_Written instruction 1_
Answer these about the brownie recipe, one line each:
(a) According to the recipe, what is the only ingredient being changed?
(b) What amount of pot does the list say was enough for the writer and friends?
(c) What should be used if the recipe has no oil?
# Page extract start
X: GLALL, you've come from humble roots, and you've clearly maintained that attitude though your rise to fame has been a rocky one. Care to share any parting words with the biggest GLALL admirers and groupies in our audience tonight?
G: What you need:
1. All the ingredients for brownies (home made recipe or ready to make) (the only thing we are fucking with is the fat.)
2. About a half ounce to an ounce of pot (half ounce got me and friends totally fucked up)
3. A frying pan.
Preparing the Brownies:
1. Alright first take all the oil that is supposed to be used in the recipe.
If there is no oil then use the fat or butter instead. Now take this oil and put it in the frying pan at a medium heat on the stove. Melt the butter/oil and heat it up a little.
# Page extract end
# Records supplied start
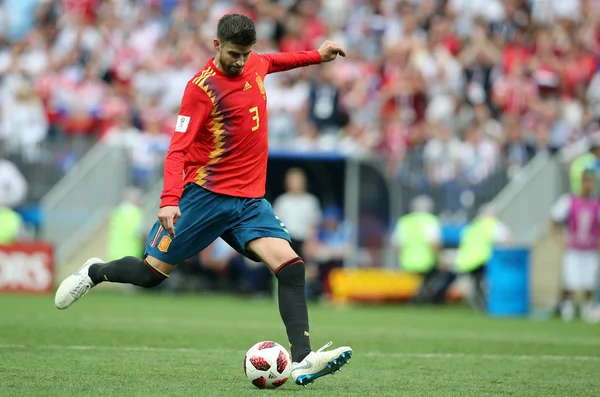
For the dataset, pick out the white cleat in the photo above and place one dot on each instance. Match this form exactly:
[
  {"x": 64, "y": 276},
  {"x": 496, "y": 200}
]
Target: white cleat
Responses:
[
  {"x": 75, "y": 286},
  {"x": 320, "y": 363}
]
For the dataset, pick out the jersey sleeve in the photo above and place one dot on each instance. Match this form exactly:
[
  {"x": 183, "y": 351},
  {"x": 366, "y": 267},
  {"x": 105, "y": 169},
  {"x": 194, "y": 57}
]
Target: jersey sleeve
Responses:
[
  {"x": 282, "y": 61},
  {"x": 195, "y": 109},
  {"x": 560, "y": 210}
]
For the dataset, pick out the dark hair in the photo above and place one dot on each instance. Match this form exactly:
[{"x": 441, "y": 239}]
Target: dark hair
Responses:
[{"x": 236, "y": 29}]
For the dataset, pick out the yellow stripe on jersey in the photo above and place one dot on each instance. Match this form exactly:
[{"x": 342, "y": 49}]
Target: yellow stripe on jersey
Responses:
[{"x": 215, "y": 124}]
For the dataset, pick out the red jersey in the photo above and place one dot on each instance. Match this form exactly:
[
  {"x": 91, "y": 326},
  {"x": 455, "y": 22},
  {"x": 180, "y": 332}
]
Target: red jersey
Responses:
[{"x": 221, "y": 136}]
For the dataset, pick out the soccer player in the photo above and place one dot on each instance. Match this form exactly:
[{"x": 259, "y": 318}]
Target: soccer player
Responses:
[
  {"x": 214, "y": 183},
  {"x": 580, "y": 214}
]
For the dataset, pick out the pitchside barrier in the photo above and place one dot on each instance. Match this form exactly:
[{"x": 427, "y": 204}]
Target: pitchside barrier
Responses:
[{"x": 27, "y": 267}]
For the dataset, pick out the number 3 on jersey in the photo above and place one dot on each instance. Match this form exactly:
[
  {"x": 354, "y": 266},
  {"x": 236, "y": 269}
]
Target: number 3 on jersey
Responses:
[{"x": 254, "y": 112}]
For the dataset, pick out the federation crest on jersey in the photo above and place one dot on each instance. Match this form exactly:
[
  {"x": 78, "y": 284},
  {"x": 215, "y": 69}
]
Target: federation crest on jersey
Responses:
[
  {"x": 163, "y": 246},
  {"x": 182, "y": 123},
  {"x": 261, "y": 87}
]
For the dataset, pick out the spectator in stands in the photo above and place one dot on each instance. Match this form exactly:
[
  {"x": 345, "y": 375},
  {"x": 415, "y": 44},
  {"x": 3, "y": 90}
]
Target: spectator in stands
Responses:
[
  {"x": 515, "y": 151},
  {"x": 417, "y": 239},
  {"x": 24, "y": 124},
  {"x": 298, "y": 209},
  {"x": 475, "y": 250},
  {"x": 324, "y": 106},
  {"x": 148, "y": 154},
  {"x": 443, "y": 164},
  {"x": 13, "y": 186},
  {"x": 328, "y": 248}
]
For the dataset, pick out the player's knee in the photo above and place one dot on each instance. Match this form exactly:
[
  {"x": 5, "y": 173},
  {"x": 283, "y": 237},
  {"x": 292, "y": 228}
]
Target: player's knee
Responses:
[
  {"x": 291, "y": 272},
  {"x": 150, "y": 276},
  {"x": 162, "y": 267}
]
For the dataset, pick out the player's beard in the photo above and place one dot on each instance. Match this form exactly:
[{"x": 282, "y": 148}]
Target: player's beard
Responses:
[{"x": 230, "y": 69}]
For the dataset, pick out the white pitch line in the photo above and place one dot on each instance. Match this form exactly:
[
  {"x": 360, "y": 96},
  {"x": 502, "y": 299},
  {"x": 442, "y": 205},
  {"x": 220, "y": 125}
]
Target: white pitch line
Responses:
[{"x": 441, "y": 356}]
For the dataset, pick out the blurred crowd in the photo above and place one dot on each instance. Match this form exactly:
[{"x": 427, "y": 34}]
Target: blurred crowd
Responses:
[
  {"x": 467, "y": 85},
  {"x": 455, "y": 95}
]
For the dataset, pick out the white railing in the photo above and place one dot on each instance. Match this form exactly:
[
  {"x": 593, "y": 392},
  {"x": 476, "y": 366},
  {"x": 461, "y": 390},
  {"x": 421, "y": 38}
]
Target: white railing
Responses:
[
  {"x": 80, "y": 202},
  {"x": 524, "y": 205}
]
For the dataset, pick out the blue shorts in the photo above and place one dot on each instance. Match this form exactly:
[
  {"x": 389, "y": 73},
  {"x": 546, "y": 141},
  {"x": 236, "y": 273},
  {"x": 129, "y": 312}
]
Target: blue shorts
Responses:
[{"x": 205, "y": 216}]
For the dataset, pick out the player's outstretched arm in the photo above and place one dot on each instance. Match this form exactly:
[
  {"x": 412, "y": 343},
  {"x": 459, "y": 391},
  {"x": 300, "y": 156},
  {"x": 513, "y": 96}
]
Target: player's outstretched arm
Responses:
[
  {"x": 282, "y": 61},
  {"x": 330, "y": 50}
]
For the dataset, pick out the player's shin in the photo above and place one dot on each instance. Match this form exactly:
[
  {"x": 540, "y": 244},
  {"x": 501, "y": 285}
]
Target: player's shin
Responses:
[
  {"x": 127, "y": 270},
  {"x": 292, "y": 306}
]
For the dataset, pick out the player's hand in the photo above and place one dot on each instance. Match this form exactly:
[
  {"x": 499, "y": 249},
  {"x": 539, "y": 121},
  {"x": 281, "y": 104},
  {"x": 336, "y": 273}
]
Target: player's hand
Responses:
[
  {"x": 168, "y": 216},
  {"x": 330, "y": 50}
]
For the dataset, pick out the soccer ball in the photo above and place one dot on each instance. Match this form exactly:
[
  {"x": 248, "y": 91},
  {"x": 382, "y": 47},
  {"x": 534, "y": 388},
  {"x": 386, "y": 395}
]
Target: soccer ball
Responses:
[{"x": 267, "y": 364}]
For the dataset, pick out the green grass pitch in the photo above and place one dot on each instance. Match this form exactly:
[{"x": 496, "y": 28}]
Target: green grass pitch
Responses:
[{"x": 163, "y": 345}]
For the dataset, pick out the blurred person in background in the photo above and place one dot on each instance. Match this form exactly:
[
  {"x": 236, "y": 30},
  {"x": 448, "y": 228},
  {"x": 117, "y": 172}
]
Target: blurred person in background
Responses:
[
  {"x": 12, "y": 227},
  {"x": 23, "y": 124},
  {"x": 328, "y": 248},
  {"x": 148, "y": 154},
  {"x": 13, "y": 186},
  {"x": 298, "y": 209},
  {"x": 127, "y": 231},
  {"x": 578, "y": 218},
  {"x": 417, "y": 239},
  {"x": 515, "y": 151},
  {"x": 443, "y": 165},
  {"x": 586, "y": 161},
  {"x": 475, "y": 250}
]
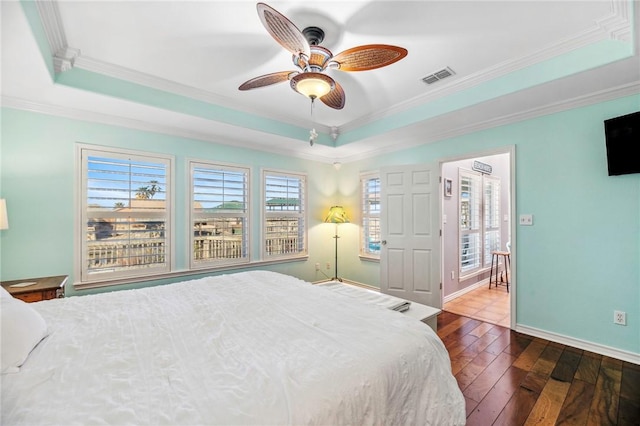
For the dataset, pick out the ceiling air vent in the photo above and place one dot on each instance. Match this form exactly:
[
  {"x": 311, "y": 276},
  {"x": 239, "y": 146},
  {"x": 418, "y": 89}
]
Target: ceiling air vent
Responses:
[{"x": 438, "y": 75}]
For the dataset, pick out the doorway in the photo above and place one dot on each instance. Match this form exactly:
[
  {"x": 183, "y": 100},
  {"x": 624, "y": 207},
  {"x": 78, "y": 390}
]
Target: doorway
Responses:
[{"x": 478, "y": 201}]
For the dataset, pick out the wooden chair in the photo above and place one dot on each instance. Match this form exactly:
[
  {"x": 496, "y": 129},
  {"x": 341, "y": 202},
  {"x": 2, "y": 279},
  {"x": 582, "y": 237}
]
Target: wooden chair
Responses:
[{"x": 495, "y": 259}]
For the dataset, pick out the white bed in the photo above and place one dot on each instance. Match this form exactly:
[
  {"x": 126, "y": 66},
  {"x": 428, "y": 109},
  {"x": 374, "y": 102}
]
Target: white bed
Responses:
[{"x": 247, "y": 348}]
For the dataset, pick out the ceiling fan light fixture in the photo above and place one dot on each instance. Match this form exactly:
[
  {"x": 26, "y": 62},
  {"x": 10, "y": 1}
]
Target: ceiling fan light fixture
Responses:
[{"x": 312, "y": 84}]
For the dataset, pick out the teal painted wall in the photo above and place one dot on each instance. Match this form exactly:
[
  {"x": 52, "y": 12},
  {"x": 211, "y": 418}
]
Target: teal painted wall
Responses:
[
  {"x": 38, "y": 170},
  {"x": 576, "y": 265},
  {"x": 581, "y": 259}
]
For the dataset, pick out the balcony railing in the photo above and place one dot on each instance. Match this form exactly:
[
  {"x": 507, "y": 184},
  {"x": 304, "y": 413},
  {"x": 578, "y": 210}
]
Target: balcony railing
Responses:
[{"x": 106, "y": 254}]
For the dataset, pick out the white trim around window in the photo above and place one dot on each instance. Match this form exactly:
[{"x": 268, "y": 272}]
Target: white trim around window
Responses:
[
  {"x": 125, "y": 222},
  {"x": 370, "y": 215},
  {"x": 219, "y": 214},
  {"x": 284, "y": 215}
]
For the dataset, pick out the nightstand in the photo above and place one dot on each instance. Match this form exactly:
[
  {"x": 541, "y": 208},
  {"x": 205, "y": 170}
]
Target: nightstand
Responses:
[{"x": 43, "y": 288}]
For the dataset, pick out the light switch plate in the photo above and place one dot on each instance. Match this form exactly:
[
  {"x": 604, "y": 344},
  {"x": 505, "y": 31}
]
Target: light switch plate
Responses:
[{"x": 526, "y": 219}]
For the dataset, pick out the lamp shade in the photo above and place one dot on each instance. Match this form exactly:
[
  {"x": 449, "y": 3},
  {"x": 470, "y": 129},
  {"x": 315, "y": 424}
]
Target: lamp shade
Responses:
[
  {"x": 4, "y": 219},
  {"x": 312, "y": 84},
  {"x": 336, "y": 215}
]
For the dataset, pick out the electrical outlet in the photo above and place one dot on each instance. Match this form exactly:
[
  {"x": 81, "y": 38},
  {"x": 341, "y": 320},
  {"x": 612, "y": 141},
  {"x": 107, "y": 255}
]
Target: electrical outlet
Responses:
[
  {"x": 526, "y": 219},
  {"x": 620, "y": 317}
]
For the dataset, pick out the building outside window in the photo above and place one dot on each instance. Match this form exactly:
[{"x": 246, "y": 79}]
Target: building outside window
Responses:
[
  {"x": 219, "y": 214},
  {"x": 285, "y": 224},
  {"x": 125, "y": 225}
]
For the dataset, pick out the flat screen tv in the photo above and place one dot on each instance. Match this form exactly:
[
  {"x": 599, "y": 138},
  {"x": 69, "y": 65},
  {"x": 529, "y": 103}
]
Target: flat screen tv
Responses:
[{"x": 623, "y": 143}]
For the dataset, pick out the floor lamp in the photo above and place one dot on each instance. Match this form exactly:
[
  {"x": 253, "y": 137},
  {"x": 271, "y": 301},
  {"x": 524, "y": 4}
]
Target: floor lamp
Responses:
[{"x": 337, "y": 215}]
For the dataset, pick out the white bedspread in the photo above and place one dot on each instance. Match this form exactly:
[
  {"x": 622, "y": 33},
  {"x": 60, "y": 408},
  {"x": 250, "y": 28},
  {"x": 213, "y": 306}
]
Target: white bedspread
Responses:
[{"x": 248, "y": 348}]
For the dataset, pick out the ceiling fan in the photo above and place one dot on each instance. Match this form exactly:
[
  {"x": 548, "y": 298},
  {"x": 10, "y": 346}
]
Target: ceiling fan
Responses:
[{"x": 312, "y": 60}]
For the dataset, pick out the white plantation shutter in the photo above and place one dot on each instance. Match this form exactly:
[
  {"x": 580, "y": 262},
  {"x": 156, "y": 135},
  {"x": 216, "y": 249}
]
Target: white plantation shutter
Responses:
[
  {"x": 285, "y": 225},
  {"x": 480, "y": 226},
  {"x": 470, "y": 221},
  {"x": 370, "y": 202},
  {"x": 219, "y": 214},
  {"x": 125, "y": 215},
  {"x": 491, "y": 217}
]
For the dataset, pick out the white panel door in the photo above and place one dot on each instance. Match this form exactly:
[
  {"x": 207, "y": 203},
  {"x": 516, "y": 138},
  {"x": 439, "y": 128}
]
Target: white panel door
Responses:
[{"x": 410, "y": 231}]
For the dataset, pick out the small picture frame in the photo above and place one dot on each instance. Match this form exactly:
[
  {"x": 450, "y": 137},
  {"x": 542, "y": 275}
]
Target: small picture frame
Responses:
[{"x": 448, "y": 187}]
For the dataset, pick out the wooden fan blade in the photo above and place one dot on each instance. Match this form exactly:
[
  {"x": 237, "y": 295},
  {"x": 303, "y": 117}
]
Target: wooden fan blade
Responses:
[
  {"x": 267, "y": 79},
  {"x": 368, "y": 57},
  {"x": 335, "y": 98},
  {"x": 283, "y": 30}
]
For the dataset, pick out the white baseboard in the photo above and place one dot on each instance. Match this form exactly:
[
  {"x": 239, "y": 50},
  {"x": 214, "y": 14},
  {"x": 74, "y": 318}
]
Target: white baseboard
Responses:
[
  {"x": 580, "y": 344},
  {"x": 465, "y": 290}
]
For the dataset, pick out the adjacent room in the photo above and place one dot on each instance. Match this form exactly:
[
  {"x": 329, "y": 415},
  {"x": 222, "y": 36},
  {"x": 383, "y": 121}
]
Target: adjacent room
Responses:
[{"x": 354, "y": 212}]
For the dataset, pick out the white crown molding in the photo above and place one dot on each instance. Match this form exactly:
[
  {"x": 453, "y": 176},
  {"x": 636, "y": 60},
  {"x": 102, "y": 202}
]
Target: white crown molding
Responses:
[
  {"x": 52, "y": 23},
  {"x": 148, "y": 80},
  {"x": 580, "y": 344},
  {"x": 314, "y": 155},
  {"x": 616, "y": 25},
  {"x": 216, "y": 138},
  {"x": 578, "y": 102}
]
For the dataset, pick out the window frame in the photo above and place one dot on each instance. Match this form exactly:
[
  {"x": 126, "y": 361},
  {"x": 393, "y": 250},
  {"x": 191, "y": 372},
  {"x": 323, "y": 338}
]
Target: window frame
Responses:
[
  {"x": 195, "y": 264},
  {"x": 367, "y": 215},
  {"x": 84, "y": 279},
  {"x": 484, "y": 246},
  {"x": 301, "y": 215}
]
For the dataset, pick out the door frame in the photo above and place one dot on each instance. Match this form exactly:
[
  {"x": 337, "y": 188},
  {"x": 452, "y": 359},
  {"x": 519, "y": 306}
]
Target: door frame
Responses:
[{"x": 511, "y": 151}]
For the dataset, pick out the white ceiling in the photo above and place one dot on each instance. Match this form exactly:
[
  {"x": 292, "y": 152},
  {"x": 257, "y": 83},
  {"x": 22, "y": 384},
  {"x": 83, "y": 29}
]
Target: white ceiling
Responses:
[{"x": 205, "y": 49}]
# Records supplied end
_Written instruction 2_
Pick out every line of the records above that contains the word "balcony".

_Problem solution 1_
(a) The fat.
(b) A half ounce.
(c) The fat or butter.

_Problem solution 2_
For the dataset, pick out the balcony railing in the photo above and place one dot on each instance. Match this form exactly:
Target: balcony railing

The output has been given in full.